#### Problem:
Give back exactly the lines from the one holding "Target: referee in" to the last line of the entries, both included, and nothing more.

[[ Extracted data, beginning ]]

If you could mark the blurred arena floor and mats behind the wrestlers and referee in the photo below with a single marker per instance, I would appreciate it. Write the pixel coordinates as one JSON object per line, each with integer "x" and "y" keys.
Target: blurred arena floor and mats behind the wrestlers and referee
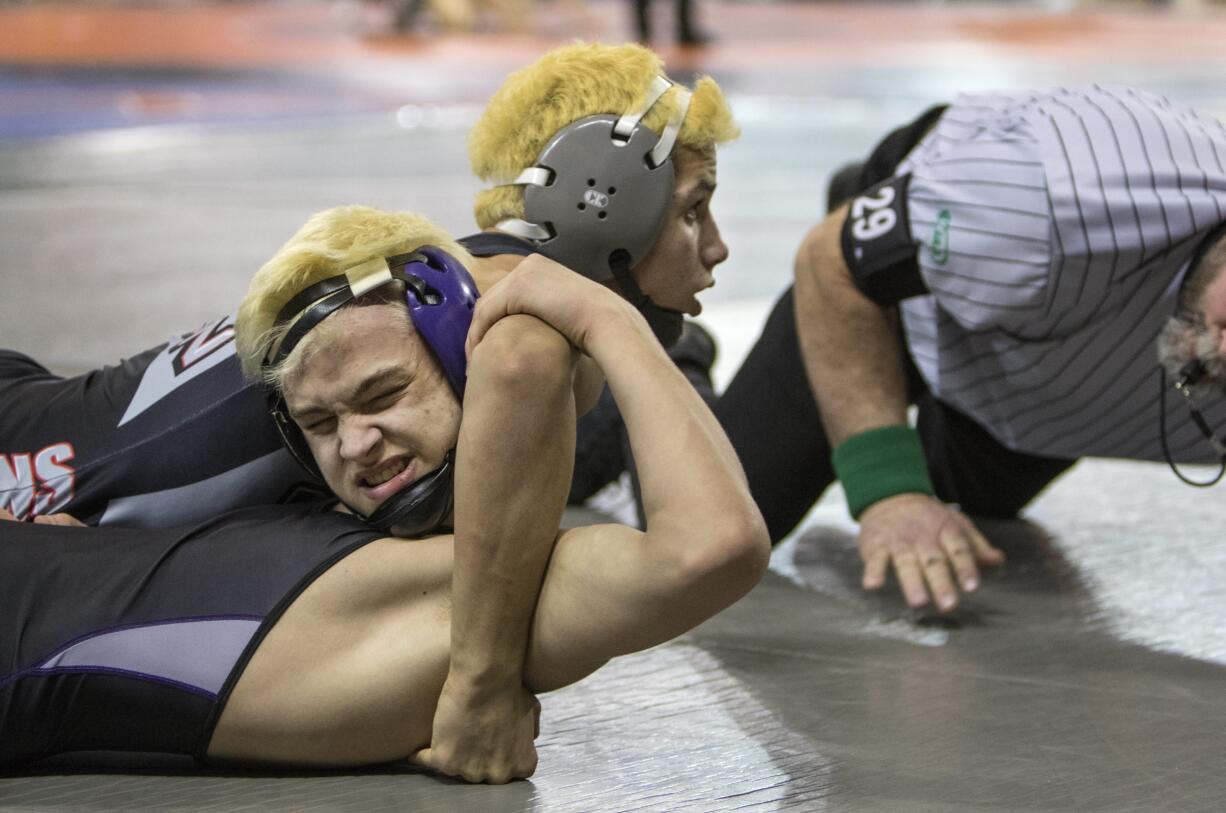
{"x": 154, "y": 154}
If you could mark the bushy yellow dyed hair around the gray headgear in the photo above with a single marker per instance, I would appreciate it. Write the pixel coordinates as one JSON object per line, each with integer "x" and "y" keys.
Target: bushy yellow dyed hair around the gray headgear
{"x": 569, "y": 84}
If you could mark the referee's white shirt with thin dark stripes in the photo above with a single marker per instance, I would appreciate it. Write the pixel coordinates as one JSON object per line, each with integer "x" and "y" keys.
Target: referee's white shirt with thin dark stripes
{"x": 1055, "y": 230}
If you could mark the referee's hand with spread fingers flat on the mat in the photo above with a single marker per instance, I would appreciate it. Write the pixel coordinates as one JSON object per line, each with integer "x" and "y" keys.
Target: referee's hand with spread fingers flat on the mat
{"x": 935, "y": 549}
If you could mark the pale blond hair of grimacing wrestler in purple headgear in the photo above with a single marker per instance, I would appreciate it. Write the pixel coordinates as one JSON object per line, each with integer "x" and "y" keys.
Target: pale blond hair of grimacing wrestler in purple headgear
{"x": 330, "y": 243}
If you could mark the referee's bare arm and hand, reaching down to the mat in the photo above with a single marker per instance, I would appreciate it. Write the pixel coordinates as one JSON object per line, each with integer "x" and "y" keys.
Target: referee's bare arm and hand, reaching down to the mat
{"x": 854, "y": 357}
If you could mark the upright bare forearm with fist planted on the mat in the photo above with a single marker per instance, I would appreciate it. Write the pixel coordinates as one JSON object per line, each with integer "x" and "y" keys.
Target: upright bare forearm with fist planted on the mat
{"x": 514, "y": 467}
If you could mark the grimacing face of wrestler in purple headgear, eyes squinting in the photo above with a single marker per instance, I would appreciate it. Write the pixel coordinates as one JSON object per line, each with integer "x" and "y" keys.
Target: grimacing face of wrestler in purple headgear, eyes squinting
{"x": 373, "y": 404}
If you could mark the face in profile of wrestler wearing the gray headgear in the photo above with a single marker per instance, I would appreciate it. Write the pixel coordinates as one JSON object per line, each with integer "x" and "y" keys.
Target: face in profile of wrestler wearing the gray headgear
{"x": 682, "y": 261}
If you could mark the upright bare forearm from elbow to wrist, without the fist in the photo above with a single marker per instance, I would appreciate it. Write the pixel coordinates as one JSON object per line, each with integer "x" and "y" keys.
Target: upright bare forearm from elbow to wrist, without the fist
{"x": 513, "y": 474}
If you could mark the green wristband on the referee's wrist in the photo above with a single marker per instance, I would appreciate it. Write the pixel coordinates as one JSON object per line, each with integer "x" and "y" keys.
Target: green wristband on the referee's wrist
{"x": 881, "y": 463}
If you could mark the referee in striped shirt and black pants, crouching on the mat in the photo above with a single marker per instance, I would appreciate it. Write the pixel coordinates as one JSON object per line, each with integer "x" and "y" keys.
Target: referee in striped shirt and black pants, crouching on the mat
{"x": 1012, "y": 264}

[[ Extracted data, end ]]

#### Exercise answer:
Target: referee in striped shirt and black pants, crouching on the mat
{"x": 1012, "y": 264}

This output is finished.